RECORDS PROVIDED:
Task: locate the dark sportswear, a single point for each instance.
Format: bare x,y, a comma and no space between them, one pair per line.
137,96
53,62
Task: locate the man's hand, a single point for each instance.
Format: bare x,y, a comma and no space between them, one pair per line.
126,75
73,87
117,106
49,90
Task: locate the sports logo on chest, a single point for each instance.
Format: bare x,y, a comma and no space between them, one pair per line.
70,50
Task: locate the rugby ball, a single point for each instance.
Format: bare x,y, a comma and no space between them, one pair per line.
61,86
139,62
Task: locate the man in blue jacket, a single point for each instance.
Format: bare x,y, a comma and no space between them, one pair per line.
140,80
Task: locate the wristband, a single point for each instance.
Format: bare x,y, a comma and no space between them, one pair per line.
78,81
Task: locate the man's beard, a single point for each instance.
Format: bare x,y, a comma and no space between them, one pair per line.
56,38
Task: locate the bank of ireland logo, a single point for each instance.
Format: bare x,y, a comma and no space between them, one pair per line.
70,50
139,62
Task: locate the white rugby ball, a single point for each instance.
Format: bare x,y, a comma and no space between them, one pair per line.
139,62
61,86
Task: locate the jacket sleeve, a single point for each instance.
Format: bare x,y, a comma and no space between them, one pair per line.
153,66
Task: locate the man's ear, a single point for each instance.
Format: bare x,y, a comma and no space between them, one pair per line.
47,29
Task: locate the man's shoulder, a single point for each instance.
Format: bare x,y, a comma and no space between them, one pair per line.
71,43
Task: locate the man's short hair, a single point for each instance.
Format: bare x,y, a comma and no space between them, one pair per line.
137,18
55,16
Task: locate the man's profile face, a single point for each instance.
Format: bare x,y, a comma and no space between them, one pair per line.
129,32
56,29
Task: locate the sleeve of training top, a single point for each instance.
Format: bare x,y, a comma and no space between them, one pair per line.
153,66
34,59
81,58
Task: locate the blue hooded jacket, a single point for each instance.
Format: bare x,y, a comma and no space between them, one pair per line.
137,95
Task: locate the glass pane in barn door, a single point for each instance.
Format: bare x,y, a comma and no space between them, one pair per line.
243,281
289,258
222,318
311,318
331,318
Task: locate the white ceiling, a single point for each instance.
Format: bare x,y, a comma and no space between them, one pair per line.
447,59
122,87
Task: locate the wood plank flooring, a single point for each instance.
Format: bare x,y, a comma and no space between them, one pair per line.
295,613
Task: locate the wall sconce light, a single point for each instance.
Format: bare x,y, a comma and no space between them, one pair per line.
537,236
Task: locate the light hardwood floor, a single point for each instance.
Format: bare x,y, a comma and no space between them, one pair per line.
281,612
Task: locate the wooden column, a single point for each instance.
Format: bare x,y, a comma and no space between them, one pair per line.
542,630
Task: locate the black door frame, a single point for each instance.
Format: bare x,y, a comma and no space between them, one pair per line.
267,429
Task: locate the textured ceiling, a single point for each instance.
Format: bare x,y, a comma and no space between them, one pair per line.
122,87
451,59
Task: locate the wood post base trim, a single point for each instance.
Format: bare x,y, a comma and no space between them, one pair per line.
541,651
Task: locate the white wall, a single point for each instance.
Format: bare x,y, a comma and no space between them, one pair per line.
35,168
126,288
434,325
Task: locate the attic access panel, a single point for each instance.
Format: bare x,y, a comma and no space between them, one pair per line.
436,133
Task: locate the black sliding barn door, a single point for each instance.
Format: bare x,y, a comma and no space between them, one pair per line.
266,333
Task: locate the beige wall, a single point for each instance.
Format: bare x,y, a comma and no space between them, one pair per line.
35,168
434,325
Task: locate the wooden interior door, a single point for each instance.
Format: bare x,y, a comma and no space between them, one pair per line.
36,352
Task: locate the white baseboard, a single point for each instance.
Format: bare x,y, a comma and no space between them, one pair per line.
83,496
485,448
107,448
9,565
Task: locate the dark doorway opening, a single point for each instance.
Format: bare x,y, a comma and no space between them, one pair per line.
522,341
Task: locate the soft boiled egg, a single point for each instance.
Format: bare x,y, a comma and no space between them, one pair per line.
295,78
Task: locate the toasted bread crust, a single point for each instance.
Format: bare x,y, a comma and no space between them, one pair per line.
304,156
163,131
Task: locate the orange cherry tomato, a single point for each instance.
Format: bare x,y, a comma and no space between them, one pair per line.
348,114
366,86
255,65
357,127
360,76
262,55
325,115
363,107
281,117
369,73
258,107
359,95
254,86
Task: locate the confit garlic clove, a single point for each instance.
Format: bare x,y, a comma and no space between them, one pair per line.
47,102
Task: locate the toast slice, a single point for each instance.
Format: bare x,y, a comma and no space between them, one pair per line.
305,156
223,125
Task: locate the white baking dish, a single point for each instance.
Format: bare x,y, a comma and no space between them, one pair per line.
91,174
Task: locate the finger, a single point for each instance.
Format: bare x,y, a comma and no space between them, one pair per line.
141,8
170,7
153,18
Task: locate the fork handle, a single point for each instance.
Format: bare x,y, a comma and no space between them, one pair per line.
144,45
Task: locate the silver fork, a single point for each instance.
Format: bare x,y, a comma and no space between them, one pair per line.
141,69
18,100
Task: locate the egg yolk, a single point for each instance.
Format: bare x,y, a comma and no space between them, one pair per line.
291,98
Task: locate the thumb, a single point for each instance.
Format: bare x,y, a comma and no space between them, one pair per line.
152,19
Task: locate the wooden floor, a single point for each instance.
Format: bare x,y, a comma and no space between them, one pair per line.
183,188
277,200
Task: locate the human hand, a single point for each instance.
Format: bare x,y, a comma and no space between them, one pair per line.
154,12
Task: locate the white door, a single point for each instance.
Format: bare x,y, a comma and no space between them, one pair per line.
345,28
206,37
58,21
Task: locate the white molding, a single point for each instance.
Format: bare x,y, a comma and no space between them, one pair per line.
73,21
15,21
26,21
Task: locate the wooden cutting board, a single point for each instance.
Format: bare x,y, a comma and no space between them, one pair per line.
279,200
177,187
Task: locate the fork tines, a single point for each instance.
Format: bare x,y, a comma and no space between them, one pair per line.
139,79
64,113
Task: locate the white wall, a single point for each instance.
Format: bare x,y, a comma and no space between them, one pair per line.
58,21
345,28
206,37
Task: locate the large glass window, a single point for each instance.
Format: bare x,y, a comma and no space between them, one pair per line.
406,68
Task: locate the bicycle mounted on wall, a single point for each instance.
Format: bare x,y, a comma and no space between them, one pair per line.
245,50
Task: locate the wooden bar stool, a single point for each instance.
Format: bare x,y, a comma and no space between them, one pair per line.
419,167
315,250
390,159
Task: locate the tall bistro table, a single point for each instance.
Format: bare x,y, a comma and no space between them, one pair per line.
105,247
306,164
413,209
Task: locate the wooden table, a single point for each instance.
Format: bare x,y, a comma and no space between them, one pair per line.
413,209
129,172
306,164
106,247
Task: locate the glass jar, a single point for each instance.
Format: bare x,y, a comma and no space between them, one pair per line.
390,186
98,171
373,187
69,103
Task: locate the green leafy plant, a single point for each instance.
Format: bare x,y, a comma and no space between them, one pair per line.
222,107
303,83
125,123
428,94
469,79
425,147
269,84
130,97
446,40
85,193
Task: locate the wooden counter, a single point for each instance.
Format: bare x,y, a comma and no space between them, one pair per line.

AIM OF THE TASK:
Please present all of the rows above as a numbered list, leaving out any blank lines.

TASK RESULT:
1. Task: locate the dark sportswear, a single point for each instance.
2. Format: bare x,y, a comma and no space between them, one pair per line.
3. 137,96
4. 53,62
5. Task: locate the man's hand, a single point for each instance.
6. Format: bare x,y, a comma and no space between them, one pair per line.
7. 126,75
8. 73,87
9. 117,106
10. 49,90
11. Task: locate the sports logo on chest, a single point for each instance.
12. Format: bare x,y, a comma and no space between them, one pair per line.
13. 70,50
14. Task: locate the rugby ball, a single point for each instance.
15. Format: bare x,y, a comma and no space between them, one pair per line.
16. 61,86
17. 139,62
18. Task: locate the man in blue jacket, a single point for each instance.
19. Format: bare x,y, a comma and no space between them, one pair per line.
20. 140,80
21. Task: locate the wristband, a single point for each instance.
22. Format: bare x,y, a comma and no space between them, one pair per line.
23. 78,81
24. Task: locate the man's beard, a single point for each instance.
25. Format: bare x,y, a comma and no space between them, one pair per line.
26. 56,38
27. Task: locate the bank of ireland logo, a single point for each instance.
28. Format: bare x,y, a comma and no space between them, one pair per line.
29. 70,50
30. 139,62
31. Task: locate the white rugby ball, a single point for each instance.
32. Format: bare x,y, a comma and no space between them, one pair per line.
33. 139,62
34. 61,86
35. Task: locate the jacket sleeve, a single point for each instance.
36. Format: bare x,y, a comma and no space between them, one pair per line.
37. 153,66
38. Task: locate the man's ear, a single point for each instance.
39. Format: bare x,y, a comma and no space between them, one pair per line.
40. 47,29
41. Task: locate the man's shoulder, a single point for each instance.
42. Format: bare x,y, a comma and no space between them, one pair per line.
43. 71,43
44. Task: locate the man's short hair, a single point for each instance.
45. Format: bare x,y, a comma and no space between them, one pair per line.
46. 137,18
47. 55,16
48. Task: locate the man's profile face, a single point for each instance.
49. Format: bare x,y, a comma and no space between them, one pair per line.
50. 129,32
51. 56,29
52. Task: locate the sleeve of training top, a single point for each instance.
53. Format: bare x,y, a comma and no space between them, one pair per line.
54. 153,66
55. 34,59
56. 81,58
57. Task: locate the blue hooded jacket, a single point for each instance.
58. Format: bare x,y, a comma and no space between them, one pair per line.
59. 137,95
60. Task: locate the glass pane in barn door, a single point for each instance.
61. Format: bare x,y, a comma and no space between them, one pair per line.
62. 243,281
63. 289,258
64. 222,318
65. 311,318
66. 331,318
67. Task: locate the white ceiling, a single point for each instance.
68. Format: bare x,y, a comma and no space between them, one pair per line.
69. 447,59
70. 122,87
71. Task: locate the wood plank flooring, a single point for each instance.
72. Format: bare x,y, a comma and no space between them, one pair per line.
73. 295,613
74. Task: locate the wall sconce light, a single point for each instance.
75. Format: bare x,y, a comma and no space between them, one pair per line.
76. 537,236
77. Task: locate the light hardwood floor, a single point for each instance.
78. Format: bare x,y, a comma and no space between them, one pair per line.
79. 281,612
80. Task: locate the wooden column, a single point for each instance.
81. Format: bare x,y, a comma and no space between them, one pair per line.
82. 542,630
83. Task: locate the black door frame, a single point for each instance.
84. Format: bare x,y, a comma and no space between them, one pair per line.
85. 267,429
86. Task: locate the textured ceiling, a single point for each instance.
87. Format: bare x,y, a comma and no space between them, one pair per line.
88. 122,87
89. 451,59
90. Task: locate the wood post base trim, a single point for each instance.
91. Format: bare x,y, a comma and no space between them, one pair per line.
92. 541,651
93. Task: locate the white wall, a single point for each instance.
94. Format: bare x,y, a comma and no space between them, one pair per line.
95. 35,168
96. 126,288
97. 434,325
98. Task: locate the attic access panel, a single point for each instance.
99. Format: bare x,y, a comma and no space between them, one pair per line.
100. 436,133
101. Task: locate the black sliding barn door, a single point for each instance.
102. Format: bare x,y, a comma and no space between them, one pair per line.
103. 266,333
104. Task: locate the beige wall, a single point for each instance.
105. Format: bare x,y, a comma and no space between them, one pair per line.
106. 35,168
107. 434,325
108. Task: locate the wooden interior door, a single point for each instance.
109. Format: bare x,y, a comma and no space between them, one pair per line.
110. 36,352
111. Task: locate the white baseboard, a single point for each instance.
112. Format: bare x,y, a comma and no space between them, one pair per line.
113. 83,496
114. 485,448
115. 107,448
116. 9,565
117. Task: locate the dark doorway opening, a single point for each instance.
118. Format: bare x,y, a comma and no space between them, one pair per line.
119. 522,341
120. Task: locate the soft boiled egg, a single point for each instance.
121. Format: bare x,y, a comma and no space between them, one pair per line.
122. 295,78
123. Task: locate the toasted bread crust, a single point for each instance.
124. Format: bare x,y, a comma and no space between them, one pair per line.
125. 304,156
126. 163,131
127. Task: locate the orange cherry tomato, a single point for each instance.
128. Format: bare x,y, a comma and no space between them, one pair per line.
129. 348,114
130. 366,86
131. 255,65
132. 357,127
133. 360,76
134. 262,55
135. 325,115
136. 363,107
137. 281,117
138. 369,73
139. 258,107
140. 359,95
141. 254,86
142. Task: locate the confit garlic clove, a single point for each instance.
143. Format: bare x,y, a comma and no space between them, one pair per line.
144. 47,102
145. Task: locate the toast slice, a single point for each instance.
146. Format: bare x,y, a comma and no space between them, one pair per line.
147. 305,156
148. 223,125
149. Task: locate the white baking dish, a single point for each instance.
150. Format: bare x,y, a comma and no space between them, one pair per line.
151. 91,174
152. Task: locate the finger, a single point for each instance.
153. Format: bare x,y, a comma and no space between them, one pair per line.
154. 141,8
155. 170,7
156. 153,18
157. Task: locate the fork handle, a single point for each instance.
158. Format: bare x,y, a comma and no space between them, one pair per line.
159. 144,45
160. Task: locate the silver fork, a single point for each instance.
161. Format: bare x,y, a comma and no space between them, one pair per line.
162. 141,69
163. 18,100
164. Task: locate the egg yolk, a single point for each instance.
165. Format: bare x,y, a comma and no space between them, one pair per line.
166. 291,98
167. Task: locate the thumb, a single point for each instance.
168. Format: bare x,y, a comma and no space between them, one pair per line.
169. 152,19
170. Task: locate the wooden floor, a single point for each instance.
171. Format: bare x,y, a comma and no space between them, one pair per line.
172. 183,188
173. 277,200
174. Task: locate the human hand, a single point for each instance.
175. Format: bare x,y, a comma and no space between them, one pair per line.
176. 154,12
177. Task: locate the white door, a single point for each instance.
178. Format: bare x,y, a comma and no space between them, one pair per line.
179. 345,28
180. 206,37
181. 58,21
182. Task: locate the white molding, a single point for each instance.
183. Format: bare x,y, a comma and no space between them, one pair per line.
184. 73,21
185. 15,21
186. 26,21
187. Task: locate the wooden cutting board, a single point for each instance.
188. Format: bare x,y, a comma and no space between them, one pair per line.
189. 279,200
190. 177,187
191. Task: locate the fork tines, a single point for each instance.
192. Format: bare x,y, a comma and no space between them, one pair per line.
193. 139,79
194. 64,113
195. Task: locate the white wall, a single point for each instance.
196. Format: bare x,y, a comma and no space between them, one pair per line.
197. 58,21
198. 345,28
199. 206,37
200. Task: locate the large glass window, a single point for each instance.
201. Format: bare x,y, a comma and no space between them, one pair per line.
202. 406,68
203. Task: locate the bicycle mounted on wall, a single point for each instance.
204. Format: bare x,y, a comma and no space between them, one pair per line.
205. 245,50
206. Task: locate the wooden bar stool, a single point for each instance.
207. Format: bare x,y, a comma and no space between them, one pair per line.
208. 419,167
209. 315,250
210. 390,159
211. Task: locate the tall bistro table, a single point for each instance.
212. Format: bare x,y, a comma and no space between them, one pair per line.
213. 105,247
214. 306,164
215. 413,209
216. Task: locate the wooden table, a single point for each instance.
217. Format: bare x,y, a comma and no space between them, one pair per line.
218. 413,209
219. 129,172
220. 306,164
221. 106,247
222. Task: locate the glass jar, a single point for each instance.
223. Format: bare x,y, a comma and no space between them, one pair per line.
224. 390,186
225. 98,171
226. 373,187
227. 69,103
228. Task: locate the green leafy plant, a single point for each instance.
229. Format: bare x,y, a comma and no space between them, one pair per line.
230. 222,107
231. 303,83
232. 125,123
233. 428,94
234. 469,79
235. 425,147
236. 269,84
237. 130,97
238. 446,40
239. 85,193
240. Task: locate the wooden counter, a single point for each instance.
241. Format: bare x,y, a comma and no space between them, one pair per line.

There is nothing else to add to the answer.